GOAL A: According to the passage on octopus egg incubation, what does artificial incubation aim to reduce? List each item.
GOAL B: Carry on writing the passage on octopus egg incubation from the point where it stops.

SOURCE TEXT:
The new method to cut the mother octopus out of this process devised by the New Zealand researchers is another step towards achieving artificial incubation at a large scale. In Mexico, an artisanal octopus farm is already able to artificially incubate the eggs of the species Octopus maya, but at a relatively small and labor-intensive scale. With a 95 percent hatching success rate, the method developed by the New Zealand researchers has the potential to be scaled up, at least for some types of octopus. The researchers placed strings of eggs of the species Octopus tetricus inside PVC tubes and simulated the way the mother octopus blows clean oxygenated water over the eggs. The aim of artificial incubation, as they write in the journal Aquaculture, is to “significantly reduce the extensive culture facilities, as well as the associated labor and operating costs required to maintain large numbers of female octopus over an extended period whilst brooding their eggs.”
Octopus farming thus looks set to emulate another of the standard practices of intensive agriculture: premature separation of animals from their offspring. This experience causes serious distress to mammals such as cows as well as long-term damage to the social and physical development of the young. Octopuses are not like mammals, as they are asocial and do not rear their young once they are born, but it would be a mistake to assume that they, therefore, have no meaningful connection to the eggs which they guard so diligently. Though there has been little research into the needs and well-being of brooding octopuses, a recent overview of the state of cephalopod science suggests that enabling captive brooding octopuses to carry out normal behavior, such as opening and closing the entrance to their dens to let out hatchlings, could reduce “maternal stress” and improve welfare.
If being unable to perform these behaviors potentially causes stress to the mother octopus, then being prevented from brooding at all seems likely to have some adverse impact on her welfare. I asked one of the researchers involved in the New Zealand study about this and he replied that the experiment had been vetted by the university’s Animal Ethics Committee under the country’s Animal Welfare Act, which is more progressive than most in that it covers octopuses and other invertebrates. Regarding behavioral needs, it requires that captive animals are given “opportunity to display normal patterns of behavior” in line with good practice and scientific knowledge. But these needs can only be met to the extent required by the use to which the animal is being put. Brooding is a normal behavior, yet is curtailed by artificial incubation. Moreover, how can the welfare impacts of intervening in octopus brooding be properly assessed when there is inadequate research into the subject? Clearly, such legislation has its limitations.

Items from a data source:
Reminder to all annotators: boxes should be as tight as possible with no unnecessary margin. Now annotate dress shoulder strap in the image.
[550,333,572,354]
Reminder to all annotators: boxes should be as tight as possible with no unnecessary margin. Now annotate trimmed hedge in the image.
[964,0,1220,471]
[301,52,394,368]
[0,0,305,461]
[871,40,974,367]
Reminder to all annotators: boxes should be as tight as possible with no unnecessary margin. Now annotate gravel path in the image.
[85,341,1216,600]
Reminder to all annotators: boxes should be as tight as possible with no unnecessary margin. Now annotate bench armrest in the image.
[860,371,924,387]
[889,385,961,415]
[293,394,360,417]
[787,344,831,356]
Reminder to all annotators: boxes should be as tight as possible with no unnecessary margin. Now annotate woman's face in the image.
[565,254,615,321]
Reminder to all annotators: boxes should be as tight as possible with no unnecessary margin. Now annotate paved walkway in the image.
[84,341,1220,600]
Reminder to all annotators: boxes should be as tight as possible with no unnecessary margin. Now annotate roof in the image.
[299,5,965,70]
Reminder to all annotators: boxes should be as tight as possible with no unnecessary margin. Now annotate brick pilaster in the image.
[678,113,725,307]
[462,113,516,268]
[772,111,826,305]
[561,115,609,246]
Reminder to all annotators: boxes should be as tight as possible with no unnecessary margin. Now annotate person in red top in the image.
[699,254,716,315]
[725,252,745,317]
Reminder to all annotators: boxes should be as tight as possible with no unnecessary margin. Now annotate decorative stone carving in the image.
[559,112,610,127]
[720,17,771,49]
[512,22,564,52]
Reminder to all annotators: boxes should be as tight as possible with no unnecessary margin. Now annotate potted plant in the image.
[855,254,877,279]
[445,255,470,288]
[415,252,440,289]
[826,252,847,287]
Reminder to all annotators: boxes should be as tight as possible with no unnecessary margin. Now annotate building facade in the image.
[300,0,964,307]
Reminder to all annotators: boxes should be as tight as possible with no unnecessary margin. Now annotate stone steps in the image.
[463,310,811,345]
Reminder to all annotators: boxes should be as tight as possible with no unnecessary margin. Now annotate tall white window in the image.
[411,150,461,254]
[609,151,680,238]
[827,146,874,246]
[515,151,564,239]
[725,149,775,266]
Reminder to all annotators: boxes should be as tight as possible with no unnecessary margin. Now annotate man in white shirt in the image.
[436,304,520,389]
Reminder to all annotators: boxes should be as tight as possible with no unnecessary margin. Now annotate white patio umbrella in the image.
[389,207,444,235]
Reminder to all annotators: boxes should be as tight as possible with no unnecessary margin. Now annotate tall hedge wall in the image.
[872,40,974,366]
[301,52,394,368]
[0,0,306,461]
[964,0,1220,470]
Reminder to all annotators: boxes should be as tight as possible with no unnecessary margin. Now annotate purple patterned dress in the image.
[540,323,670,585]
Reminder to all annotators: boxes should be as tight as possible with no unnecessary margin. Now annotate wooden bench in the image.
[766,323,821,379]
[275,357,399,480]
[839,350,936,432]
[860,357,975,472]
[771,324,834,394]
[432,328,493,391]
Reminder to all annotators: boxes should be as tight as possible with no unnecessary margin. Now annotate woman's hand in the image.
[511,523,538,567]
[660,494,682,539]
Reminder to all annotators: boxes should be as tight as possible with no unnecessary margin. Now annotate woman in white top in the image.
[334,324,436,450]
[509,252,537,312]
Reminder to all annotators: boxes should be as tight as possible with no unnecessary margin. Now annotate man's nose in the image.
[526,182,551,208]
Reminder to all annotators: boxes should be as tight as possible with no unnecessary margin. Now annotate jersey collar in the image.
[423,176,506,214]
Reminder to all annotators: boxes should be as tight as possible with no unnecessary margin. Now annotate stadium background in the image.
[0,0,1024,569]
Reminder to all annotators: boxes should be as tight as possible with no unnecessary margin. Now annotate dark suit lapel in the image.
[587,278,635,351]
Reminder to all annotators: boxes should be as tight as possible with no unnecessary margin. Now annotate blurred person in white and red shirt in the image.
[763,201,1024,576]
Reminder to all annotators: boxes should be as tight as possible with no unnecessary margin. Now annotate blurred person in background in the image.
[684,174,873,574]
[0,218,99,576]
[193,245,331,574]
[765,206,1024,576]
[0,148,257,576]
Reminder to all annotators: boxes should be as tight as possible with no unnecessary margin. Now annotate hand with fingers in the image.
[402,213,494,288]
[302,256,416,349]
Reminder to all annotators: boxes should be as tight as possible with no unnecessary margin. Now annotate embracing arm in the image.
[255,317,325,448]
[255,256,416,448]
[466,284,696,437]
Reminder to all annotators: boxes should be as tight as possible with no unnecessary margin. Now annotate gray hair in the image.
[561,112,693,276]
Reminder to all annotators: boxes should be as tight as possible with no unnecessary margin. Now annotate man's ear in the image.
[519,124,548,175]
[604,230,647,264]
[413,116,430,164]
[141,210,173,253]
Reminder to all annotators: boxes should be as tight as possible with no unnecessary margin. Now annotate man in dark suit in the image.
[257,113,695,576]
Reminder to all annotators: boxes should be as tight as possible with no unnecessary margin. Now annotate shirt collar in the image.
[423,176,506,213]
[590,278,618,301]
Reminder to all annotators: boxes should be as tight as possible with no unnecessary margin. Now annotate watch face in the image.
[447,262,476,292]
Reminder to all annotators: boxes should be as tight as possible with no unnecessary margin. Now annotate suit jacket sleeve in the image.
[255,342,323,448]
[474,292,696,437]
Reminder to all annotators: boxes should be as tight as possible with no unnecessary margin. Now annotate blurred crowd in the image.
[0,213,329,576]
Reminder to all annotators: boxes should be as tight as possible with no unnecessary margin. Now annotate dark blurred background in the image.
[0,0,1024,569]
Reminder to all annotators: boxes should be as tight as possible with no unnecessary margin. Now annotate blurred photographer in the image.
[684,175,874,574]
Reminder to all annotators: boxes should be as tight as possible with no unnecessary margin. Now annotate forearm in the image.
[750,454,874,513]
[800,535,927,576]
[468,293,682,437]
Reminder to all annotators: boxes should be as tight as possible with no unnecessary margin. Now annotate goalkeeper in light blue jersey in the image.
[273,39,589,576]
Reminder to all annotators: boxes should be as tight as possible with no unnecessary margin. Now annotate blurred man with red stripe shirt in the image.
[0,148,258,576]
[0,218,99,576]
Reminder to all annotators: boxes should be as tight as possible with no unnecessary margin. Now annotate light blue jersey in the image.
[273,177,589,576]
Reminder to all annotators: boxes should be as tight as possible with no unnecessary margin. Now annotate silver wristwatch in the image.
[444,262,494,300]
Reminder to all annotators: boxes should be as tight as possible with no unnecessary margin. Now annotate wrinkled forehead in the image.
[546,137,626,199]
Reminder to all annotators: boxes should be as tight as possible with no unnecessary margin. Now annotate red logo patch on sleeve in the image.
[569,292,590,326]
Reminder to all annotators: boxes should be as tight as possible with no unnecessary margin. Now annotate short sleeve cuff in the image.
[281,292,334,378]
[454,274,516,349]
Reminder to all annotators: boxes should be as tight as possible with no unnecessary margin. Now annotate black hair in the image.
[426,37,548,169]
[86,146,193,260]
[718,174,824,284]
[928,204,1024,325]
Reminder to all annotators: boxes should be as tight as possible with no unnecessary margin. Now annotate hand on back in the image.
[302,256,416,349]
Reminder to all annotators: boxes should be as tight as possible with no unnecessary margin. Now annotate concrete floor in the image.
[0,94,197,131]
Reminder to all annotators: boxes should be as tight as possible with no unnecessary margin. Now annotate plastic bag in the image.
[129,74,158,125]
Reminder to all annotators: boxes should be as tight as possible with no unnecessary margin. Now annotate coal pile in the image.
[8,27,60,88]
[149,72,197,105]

FINAL ANSWER A:
- Extensive culture facilities
- Labor costs
- Operating costs

FINAL ANSWER B:
In the absence of more comprehensive research, King points out that we can look to what we do know to inform our thinking about the potential impacts of disrupting their brooding – that is, the dedication mother octopuses have to their eggs and their keen intelligence. “Precisely what an octopus mother thinks and feels I have no idea, but that she thinks and feels is known from science,” she wrote, also via email. “In short, yes, it’s ethically problematic to remove eggs from an octopus mother.” Godfrey-Smith, who wrote a book on the evolution of octopus consciousness, wrote to me that he also suspects “that taking all the eggs in a clutch might indeed be very stressful.”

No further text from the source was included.